* **Action item**: Could you please count how many lines in the data below hold the string "boat"? Reply with only the number.

Recorded data:

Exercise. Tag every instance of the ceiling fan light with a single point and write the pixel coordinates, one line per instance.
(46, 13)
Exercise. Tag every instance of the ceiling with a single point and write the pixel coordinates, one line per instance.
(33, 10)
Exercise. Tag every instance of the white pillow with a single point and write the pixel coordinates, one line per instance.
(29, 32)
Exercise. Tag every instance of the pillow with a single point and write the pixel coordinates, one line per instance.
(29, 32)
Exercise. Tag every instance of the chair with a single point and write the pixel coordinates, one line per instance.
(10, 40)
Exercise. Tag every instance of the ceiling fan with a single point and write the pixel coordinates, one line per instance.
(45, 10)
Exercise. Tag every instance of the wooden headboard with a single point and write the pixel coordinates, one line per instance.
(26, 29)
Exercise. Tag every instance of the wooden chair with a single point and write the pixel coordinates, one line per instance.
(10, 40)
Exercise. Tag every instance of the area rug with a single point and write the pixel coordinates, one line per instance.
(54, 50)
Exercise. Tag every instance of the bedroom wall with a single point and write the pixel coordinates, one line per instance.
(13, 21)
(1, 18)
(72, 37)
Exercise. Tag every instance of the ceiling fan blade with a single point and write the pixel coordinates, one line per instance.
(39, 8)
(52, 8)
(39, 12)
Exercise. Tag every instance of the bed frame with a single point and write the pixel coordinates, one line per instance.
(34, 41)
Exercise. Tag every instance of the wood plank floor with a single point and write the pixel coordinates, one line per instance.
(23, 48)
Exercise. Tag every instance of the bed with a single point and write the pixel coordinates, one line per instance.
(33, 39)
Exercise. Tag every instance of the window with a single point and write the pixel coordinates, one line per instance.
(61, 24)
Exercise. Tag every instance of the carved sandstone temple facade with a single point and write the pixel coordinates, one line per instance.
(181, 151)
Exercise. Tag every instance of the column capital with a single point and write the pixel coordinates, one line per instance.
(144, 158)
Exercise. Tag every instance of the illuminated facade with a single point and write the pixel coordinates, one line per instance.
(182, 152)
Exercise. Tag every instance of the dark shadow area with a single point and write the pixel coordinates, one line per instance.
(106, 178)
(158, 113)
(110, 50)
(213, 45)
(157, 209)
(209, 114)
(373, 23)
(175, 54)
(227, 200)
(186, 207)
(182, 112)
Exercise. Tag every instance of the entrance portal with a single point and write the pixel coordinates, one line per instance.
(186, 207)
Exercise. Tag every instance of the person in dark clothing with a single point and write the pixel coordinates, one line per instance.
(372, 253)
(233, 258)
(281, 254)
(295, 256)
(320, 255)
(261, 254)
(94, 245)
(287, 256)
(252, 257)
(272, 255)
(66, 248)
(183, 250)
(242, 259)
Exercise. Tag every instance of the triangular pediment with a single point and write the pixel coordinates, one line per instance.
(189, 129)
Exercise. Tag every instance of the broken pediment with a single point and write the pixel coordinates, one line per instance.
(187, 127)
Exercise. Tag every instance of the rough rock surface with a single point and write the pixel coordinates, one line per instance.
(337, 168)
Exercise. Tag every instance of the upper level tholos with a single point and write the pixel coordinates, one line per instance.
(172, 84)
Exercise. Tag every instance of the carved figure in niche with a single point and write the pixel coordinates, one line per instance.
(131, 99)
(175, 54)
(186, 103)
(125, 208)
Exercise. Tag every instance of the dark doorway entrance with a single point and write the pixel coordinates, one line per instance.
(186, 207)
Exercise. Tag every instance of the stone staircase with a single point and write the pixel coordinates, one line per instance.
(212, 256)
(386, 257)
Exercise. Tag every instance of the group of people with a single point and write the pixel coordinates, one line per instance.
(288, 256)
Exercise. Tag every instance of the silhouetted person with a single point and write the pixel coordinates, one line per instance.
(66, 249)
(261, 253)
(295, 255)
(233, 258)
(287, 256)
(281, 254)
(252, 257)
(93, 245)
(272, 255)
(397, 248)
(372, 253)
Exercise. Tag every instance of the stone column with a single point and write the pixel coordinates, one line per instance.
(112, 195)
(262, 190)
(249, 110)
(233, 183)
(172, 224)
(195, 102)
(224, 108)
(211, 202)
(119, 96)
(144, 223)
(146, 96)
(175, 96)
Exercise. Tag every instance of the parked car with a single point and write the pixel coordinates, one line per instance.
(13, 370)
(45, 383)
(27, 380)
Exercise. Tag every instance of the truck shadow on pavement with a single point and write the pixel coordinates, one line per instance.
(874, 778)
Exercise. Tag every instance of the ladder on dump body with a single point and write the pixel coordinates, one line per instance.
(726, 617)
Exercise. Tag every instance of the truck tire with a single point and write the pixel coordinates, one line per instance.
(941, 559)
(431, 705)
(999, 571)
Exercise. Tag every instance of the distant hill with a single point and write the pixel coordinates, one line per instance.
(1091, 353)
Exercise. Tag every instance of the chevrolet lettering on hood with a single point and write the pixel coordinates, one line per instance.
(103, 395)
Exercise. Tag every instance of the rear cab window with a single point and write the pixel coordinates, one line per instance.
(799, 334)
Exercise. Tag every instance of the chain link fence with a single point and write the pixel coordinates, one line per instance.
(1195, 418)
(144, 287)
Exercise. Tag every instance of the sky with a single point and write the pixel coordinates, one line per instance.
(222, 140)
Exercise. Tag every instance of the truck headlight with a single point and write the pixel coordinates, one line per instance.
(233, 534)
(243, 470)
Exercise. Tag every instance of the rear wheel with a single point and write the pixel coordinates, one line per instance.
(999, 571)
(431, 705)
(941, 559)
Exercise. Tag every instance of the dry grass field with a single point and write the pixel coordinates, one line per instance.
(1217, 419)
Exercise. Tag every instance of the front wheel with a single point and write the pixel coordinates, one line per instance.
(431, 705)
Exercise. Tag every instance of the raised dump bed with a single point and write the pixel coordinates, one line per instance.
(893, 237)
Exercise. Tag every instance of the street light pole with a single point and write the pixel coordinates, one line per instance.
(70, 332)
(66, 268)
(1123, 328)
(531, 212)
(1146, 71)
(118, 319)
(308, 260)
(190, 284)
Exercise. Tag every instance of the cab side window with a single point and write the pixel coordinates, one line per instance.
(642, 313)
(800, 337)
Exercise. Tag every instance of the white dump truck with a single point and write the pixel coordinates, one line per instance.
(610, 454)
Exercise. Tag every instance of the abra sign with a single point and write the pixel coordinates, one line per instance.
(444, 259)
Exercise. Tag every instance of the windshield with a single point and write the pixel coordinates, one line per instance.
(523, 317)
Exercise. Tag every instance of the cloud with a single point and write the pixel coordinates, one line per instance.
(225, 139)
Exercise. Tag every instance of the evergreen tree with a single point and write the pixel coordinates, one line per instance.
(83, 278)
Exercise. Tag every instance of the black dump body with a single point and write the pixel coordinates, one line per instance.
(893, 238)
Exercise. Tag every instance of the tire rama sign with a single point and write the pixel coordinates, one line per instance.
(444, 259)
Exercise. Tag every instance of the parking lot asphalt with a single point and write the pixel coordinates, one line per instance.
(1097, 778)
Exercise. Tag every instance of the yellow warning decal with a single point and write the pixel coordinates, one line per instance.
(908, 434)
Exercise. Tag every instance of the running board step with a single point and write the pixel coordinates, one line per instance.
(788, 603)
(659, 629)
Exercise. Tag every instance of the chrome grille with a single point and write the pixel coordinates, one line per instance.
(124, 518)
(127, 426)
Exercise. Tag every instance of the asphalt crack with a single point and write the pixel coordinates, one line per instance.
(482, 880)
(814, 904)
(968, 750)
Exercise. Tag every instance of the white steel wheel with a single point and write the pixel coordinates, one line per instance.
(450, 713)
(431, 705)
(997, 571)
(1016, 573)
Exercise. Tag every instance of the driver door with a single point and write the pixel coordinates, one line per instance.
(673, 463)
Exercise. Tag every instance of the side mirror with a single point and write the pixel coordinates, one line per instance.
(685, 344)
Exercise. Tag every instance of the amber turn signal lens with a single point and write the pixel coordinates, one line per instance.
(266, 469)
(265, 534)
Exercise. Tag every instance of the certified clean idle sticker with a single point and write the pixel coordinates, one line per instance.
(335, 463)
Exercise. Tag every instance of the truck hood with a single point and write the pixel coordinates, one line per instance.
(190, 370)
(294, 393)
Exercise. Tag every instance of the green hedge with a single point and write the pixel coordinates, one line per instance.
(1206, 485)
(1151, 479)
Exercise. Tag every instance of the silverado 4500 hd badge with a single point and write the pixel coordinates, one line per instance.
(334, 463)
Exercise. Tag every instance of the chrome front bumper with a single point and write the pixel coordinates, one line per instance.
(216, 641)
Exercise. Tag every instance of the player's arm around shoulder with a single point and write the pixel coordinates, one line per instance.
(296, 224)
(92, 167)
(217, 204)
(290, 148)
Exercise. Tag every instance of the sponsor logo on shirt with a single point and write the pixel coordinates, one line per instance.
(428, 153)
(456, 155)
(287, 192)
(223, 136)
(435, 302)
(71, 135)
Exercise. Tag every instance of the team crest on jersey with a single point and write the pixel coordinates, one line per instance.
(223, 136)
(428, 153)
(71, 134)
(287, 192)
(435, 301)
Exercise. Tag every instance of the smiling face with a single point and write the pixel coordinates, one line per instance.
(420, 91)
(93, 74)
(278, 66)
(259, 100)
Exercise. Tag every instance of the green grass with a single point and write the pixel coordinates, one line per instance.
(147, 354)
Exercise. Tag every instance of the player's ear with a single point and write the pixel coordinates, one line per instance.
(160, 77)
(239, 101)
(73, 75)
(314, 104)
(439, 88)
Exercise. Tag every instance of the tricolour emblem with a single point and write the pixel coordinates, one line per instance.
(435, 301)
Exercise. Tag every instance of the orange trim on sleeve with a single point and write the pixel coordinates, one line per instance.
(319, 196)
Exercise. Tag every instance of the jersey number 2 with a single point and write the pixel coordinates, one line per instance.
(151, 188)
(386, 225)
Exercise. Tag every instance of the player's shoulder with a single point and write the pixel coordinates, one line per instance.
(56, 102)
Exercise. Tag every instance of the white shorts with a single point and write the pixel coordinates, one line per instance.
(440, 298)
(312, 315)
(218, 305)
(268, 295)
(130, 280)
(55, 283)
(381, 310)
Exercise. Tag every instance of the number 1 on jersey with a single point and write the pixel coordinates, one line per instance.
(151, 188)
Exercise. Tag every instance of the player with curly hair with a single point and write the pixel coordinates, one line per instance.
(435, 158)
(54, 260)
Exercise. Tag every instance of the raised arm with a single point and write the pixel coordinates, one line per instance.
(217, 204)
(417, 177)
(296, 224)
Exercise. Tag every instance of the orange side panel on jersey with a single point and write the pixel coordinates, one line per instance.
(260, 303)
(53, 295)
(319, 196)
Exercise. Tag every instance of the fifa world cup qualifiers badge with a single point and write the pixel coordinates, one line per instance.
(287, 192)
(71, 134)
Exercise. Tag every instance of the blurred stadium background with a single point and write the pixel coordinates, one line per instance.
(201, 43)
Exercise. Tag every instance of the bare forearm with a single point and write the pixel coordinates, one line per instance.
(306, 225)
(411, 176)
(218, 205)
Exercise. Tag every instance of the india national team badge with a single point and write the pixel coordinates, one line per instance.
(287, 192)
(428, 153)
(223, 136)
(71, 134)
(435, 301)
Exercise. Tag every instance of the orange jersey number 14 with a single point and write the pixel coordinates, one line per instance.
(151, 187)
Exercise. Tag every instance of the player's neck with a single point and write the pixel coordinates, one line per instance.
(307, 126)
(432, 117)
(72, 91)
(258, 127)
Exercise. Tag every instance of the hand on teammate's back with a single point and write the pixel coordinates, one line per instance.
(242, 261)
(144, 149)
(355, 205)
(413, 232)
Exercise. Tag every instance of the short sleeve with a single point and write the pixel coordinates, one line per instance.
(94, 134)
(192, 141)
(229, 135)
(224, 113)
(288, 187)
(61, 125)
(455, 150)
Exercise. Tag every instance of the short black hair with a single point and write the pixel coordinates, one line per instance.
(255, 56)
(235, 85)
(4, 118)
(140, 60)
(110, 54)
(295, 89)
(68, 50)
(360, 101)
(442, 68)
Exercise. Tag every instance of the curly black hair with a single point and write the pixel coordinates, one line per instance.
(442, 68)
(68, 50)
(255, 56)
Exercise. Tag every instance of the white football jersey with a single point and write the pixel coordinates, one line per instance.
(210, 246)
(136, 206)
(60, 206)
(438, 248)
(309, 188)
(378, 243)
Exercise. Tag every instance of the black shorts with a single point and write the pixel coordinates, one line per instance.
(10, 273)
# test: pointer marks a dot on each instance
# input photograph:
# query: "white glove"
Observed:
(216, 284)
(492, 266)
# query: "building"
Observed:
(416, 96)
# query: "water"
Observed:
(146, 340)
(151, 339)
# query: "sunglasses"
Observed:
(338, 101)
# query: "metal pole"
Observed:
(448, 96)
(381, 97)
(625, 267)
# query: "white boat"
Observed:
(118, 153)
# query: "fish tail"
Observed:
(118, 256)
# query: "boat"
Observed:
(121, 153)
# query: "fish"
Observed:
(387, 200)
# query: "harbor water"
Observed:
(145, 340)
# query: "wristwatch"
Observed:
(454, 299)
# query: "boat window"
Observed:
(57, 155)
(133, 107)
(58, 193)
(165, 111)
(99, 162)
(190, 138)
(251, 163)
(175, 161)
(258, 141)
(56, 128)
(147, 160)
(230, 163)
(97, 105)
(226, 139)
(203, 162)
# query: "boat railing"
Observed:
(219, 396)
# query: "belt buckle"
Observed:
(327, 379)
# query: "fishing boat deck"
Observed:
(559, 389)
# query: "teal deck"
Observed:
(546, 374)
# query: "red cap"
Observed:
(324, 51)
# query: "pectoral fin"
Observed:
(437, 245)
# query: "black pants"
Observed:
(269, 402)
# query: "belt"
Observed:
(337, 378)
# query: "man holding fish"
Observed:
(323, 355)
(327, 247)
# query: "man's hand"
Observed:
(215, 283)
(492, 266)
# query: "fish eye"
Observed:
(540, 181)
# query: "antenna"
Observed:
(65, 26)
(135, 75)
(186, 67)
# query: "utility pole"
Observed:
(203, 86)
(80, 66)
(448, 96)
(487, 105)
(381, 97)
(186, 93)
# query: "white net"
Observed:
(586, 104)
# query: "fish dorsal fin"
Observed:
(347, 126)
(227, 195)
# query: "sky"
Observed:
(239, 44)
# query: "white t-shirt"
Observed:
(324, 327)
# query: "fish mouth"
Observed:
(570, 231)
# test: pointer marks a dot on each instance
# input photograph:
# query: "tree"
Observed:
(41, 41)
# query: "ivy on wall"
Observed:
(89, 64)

* **Task output**: 5